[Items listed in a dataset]

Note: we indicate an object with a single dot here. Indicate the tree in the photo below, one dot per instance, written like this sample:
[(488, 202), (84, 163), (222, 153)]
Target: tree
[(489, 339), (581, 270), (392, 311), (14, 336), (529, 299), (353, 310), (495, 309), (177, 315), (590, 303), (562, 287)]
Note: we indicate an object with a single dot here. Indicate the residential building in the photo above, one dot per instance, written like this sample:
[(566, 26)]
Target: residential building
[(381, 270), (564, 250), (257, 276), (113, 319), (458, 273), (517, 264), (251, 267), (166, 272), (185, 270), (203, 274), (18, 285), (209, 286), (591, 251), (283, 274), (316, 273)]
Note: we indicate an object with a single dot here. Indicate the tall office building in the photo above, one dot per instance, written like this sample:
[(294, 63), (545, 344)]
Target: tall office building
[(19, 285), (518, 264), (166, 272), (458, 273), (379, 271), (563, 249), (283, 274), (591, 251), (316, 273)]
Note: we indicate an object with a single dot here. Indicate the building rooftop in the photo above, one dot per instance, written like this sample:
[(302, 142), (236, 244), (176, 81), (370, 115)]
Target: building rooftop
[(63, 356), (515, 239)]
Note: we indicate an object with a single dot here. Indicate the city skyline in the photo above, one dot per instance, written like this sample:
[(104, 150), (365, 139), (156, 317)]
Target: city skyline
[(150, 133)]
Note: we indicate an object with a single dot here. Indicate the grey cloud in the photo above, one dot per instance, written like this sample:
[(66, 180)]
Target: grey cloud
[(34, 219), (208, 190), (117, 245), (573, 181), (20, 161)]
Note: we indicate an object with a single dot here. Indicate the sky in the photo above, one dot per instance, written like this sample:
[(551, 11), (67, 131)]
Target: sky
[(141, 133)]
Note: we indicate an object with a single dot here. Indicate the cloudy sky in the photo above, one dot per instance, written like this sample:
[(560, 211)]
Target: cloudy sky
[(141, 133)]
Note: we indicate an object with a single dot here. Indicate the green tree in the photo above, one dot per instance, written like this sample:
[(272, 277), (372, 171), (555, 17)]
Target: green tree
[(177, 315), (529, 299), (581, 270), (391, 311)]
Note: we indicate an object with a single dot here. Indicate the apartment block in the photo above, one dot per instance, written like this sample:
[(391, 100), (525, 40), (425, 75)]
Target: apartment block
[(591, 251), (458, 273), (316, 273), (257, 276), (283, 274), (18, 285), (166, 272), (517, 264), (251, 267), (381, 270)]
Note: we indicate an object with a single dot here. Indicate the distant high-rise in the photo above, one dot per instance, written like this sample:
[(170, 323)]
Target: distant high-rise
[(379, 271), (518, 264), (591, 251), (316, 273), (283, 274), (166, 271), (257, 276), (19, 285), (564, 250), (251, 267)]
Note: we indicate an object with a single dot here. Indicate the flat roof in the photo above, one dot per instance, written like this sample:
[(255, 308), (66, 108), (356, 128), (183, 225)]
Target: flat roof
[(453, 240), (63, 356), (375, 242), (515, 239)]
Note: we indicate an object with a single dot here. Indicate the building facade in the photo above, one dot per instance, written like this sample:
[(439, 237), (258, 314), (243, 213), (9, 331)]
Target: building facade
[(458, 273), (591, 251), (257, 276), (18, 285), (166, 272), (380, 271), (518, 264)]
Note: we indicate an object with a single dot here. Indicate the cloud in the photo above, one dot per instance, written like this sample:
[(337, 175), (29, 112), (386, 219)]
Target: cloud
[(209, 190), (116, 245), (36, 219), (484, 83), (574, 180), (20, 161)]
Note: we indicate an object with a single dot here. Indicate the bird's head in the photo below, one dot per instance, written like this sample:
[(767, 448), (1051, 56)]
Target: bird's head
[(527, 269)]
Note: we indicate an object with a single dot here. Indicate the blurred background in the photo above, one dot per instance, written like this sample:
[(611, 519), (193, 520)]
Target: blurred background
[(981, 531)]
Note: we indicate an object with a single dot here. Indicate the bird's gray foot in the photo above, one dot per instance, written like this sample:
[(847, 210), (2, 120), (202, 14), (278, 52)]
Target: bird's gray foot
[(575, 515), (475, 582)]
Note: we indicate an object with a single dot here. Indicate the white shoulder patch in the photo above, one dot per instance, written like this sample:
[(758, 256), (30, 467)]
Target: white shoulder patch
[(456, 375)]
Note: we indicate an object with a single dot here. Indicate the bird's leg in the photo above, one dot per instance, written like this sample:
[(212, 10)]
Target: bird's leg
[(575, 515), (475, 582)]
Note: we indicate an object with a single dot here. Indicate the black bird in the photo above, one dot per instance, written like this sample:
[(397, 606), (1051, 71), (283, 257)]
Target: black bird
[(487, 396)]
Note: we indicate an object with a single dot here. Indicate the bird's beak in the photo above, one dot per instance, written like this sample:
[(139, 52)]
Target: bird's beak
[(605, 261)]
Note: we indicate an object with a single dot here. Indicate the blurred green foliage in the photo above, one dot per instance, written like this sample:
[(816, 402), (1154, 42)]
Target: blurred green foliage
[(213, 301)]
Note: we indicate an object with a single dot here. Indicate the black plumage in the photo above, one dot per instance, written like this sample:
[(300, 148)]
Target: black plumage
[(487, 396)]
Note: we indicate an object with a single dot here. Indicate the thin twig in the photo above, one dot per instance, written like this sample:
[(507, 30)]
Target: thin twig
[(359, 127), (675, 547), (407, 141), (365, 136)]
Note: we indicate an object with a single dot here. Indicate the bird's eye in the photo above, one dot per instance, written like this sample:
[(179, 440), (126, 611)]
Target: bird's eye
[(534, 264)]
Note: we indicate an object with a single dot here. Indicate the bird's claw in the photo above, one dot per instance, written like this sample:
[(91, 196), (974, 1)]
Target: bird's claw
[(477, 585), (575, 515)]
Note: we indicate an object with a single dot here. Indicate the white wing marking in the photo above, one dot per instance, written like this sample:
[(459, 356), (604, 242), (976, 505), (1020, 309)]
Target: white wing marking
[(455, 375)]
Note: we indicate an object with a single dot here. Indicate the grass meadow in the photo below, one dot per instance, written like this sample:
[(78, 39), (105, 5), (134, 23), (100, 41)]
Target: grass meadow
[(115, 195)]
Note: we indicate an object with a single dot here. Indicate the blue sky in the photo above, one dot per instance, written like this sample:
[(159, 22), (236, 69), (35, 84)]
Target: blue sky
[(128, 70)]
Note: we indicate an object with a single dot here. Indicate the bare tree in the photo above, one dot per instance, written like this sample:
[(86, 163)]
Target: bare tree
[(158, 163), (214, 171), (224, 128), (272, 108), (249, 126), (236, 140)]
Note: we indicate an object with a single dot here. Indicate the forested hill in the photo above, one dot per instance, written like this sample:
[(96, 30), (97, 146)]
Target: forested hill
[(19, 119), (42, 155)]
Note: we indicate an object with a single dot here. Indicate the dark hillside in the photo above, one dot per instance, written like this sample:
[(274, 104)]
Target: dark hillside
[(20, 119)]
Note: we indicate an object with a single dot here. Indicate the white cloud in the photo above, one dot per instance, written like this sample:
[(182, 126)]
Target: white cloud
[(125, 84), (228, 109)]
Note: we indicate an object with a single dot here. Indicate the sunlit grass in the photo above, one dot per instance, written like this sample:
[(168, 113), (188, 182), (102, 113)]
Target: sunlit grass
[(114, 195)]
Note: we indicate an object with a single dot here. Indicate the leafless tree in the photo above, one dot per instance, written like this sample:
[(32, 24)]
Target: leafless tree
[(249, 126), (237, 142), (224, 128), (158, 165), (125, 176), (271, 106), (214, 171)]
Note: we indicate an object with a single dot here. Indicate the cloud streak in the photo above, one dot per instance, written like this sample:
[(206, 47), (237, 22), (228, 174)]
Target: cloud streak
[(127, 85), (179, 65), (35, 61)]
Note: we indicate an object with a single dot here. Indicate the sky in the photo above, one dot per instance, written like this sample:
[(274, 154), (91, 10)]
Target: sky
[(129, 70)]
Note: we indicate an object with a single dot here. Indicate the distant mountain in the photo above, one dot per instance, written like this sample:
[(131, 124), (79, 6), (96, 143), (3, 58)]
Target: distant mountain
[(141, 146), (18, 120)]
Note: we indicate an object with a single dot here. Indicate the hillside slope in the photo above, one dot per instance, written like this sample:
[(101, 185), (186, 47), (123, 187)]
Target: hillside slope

* _Task brief_
Your reply should be one number: the count of lines above that hold the word "slope".

* _Your response_
2